▶ **Task details**: Pick out each line in the records below that contains the string "Target", matching case exactly, and copy those lines.

▶ **Material**:

┌──

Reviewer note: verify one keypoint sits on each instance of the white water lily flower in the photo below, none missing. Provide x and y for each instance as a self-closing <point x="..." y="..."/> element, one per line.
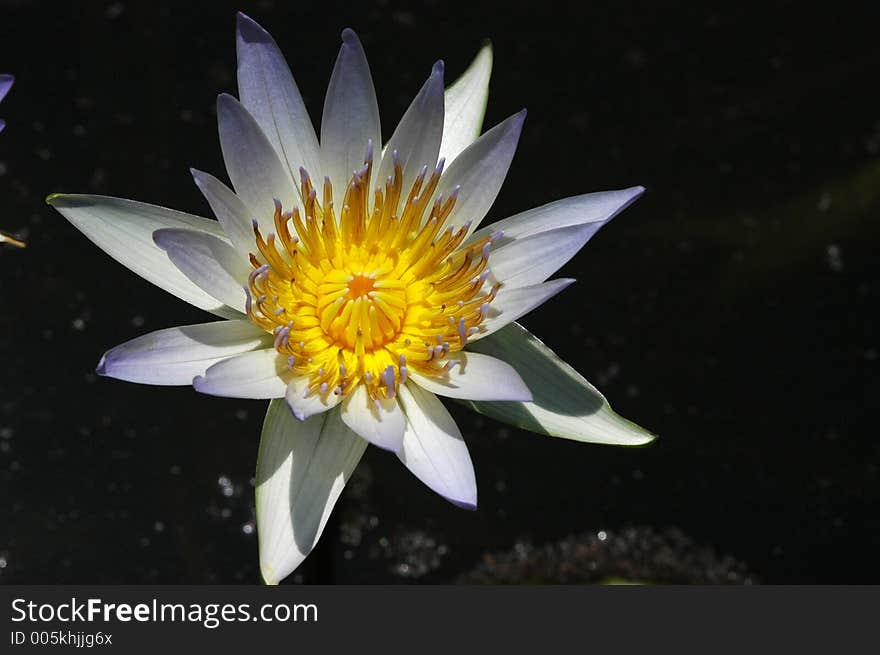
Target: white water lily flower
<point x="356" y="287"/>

└──
┌──

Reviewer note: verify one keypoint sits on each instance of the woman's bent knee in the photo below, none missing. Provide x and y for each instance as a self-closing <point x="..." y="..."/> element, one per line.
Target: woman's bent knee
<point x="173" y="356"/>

└──

▶ **Response to this exercise**:
Target: white water lily flower
Target: woman's bent knee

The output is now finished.